_WORK ITEM_. Somewhere below is a line with "Practice. For this step, pick out the dappled" and, later, a line with "Practice. For this step, pick out the tall"; repeat those two lines and all the lines between them, exactly as they are.

_INFORMATION SUPPLIED_.
• • • • • • •

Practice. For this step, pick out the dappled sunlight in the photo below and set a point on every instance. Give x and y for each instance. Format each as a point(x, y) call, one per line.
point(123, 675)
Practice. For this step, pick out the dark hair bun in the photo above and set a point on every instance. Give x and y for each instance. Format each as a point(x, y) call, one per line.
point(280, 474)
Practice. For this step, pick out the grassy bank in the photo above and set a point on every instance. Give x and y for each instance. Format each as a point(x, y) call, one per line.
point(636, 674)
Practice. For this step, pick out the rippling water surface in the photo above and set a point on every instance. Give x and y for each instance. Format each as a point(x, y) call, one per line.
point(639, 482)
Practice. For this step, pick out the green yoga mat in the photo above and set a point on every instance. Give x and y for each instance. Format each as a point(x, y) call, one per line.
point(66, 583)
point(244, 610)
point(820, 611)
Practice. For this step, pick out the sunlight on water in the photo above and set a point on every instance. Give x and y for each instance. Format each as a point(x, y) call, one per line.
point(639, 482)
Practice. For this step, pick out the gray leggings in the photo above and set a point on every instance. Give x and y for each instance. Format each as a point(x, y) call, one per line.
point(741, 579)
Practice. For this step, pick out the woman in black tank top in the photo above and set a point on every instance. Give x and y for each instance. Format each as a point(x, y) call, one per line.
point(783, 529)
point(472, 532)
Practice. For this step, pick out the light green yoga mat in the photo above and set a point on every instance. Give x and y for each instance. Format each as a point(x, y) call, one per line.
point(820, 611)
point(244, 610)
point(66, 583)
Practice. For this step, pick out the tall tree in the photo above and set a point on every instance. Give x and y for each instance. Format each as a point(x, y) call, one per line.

• • • • • • •

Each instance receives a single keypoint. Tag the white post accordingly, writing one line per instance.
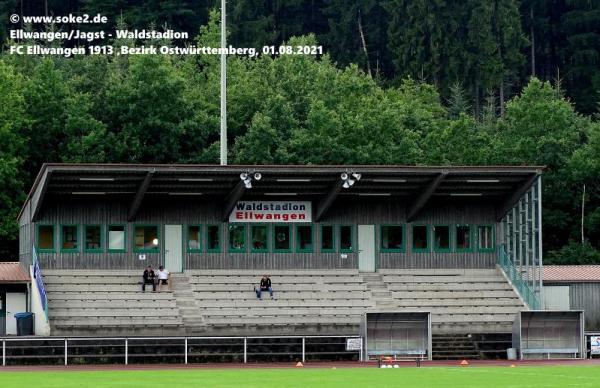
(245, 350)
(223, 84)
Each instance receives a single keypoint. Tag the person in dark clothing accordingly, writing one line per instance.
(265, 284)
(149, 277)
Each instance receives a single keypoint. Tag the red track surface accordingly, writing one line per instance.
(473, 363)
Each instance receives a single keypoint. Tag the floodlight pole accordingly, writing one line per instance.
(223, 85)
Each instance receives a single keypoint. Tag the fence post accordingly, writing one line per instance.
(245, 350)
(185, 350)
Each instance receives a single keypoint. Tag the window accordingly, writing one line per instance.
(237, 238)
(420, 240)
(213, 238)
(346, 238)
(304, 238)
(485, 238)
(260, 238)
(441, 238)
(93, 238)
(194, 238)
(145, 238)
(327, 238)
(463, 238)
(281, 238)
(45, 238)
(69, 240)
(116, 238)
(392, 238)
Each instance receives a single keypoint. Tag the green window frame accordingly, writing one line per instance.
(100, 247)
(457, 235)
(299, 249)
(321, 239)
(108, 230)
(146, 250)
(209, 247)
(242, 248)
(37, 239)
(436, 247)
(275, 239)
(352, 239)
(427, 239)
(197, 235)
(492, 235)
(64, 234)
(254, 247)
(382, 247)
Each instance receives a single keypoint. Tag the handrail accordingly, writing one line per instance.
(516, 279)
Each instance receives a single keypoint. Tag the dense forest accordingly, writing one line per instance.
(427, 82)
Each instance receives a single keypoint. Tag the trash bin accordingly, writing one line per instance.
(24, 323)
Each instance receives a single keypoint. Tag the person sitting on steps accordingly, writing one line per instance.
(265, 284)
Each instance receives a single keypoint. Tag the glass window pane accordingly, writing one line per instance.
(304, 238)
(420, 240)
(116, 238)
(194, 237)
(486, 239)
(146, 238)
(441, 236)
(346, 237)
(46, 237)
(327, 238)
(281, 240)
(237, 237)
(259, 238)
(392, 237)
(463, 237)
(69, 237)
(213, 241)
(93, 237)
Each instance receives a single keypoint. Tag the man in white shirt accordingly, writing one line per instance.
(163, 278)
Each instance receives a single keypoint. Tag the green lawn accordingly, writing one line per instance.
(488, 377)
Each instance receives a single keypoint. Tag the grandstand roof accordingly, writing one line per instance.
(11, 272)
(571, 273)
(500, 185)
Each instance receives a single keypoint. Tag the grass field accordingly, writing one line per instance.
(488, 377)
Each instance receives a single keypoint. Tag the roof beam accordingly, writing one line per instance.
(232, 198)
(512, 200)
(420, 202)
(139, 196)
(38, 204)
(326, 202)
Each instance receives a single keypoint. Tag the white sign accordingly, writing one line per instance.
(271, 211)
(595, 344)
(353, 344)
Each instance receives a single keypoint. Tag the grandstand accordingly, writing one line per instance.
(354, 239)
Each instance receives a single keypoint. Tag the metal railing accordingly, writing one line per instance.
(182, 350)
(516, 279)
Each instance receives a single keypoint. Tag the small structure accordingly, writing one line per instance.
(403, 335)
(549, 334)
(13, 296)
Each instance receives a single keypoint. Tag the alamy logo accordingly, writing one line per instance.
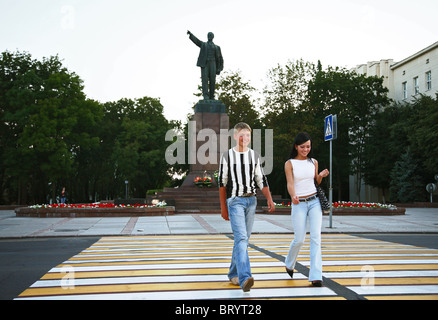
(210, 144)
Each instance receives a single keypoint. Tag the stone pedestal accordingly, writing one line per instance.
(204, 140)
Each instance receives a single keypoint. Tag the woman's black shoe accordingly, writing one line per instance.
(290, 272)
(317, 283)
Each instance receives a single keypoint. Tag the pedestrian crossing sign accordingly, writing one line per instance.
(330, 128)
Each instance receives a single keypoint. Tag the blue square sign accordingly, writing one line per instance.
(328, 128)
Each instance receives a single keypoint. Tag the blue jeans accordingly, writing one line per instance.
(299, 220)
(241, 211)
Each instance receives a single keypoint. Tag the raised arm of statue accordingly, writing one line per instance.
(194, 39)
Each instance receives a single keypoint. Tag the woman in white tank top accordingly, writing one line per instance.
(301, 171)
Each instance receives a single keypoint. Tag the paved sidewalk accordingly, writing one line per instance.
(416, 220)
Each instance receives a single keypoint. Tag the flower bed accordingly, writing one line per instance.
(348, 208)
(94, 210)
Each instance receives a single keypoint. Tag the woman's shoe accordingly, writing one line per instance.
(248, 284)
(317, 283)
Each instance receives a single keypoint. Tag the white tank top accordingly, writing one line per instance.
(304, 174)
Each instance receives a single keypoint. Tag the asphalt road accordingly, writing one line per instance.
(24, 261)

• • • • • • •

_PROBLEM SOLUTION_.
Practice. For this step, pick out the dappled sunlight in the photo below and set a point on every instance. Give x and y for each instance. Format each as a point(x, y) call, one per line.
point(123, 675)
Practice. For this step, pick out the dark hair bun in the photo above and set a point on every instance. Give x and y for each instance. Format each as a point(x, y) call, one per line.
point(280, 474)
Practice. For this step, pick out the grassy bank in the photo above and set a point on every instance. Give x and y for each instance. Format each as a point(x, y) call, one per line.
point(636, 674)
Practice. For this step, pick out the rippling water surface in the photo above and set a point on every instance. Give x and y for each instance. Format each as a point(x, y) call, one per line.
point(639, 482)
Practice. For this step, pick out the green yoga mat in the photo above and set a point on every instance. Give x and y for each instance. Format each as a point(x, y) call, one per line.
point(66, 583)
point(244, 610)
point(820, 611)
Practice. For this step, pick out the sunlight on water in the photo above and set a point on every instance. Give x and y for each instance. Format each as a point(x, y) call, one per line.
point(639, 482)
Practice. For this step, pick out the gray leggings in the photo above and set a point on every instance. Give x and y for each instance. Format each as a point(x, y) call, one per line.
point(741, 579)
Practice. For this step, pick out the woman in black tank top in the photo above and set a point on every instance. Give x and y for each instance. Format each as a point(x, y) call, one per line.
point(783, 529)
point(472, 532)
Practice. For this step, pick out the light green yoga mat in the photo above and set a point on every instance. Give x and y for each instance. Format each as a point(x, y) call, one per line.
point(820, 611)
point(244, 610)
point(66, 583)
Practice. For this step, pick out the tall tree in the photo above and set a point on every instance. Give x and y for each instance. Format each as a point(x, y) call, one per line.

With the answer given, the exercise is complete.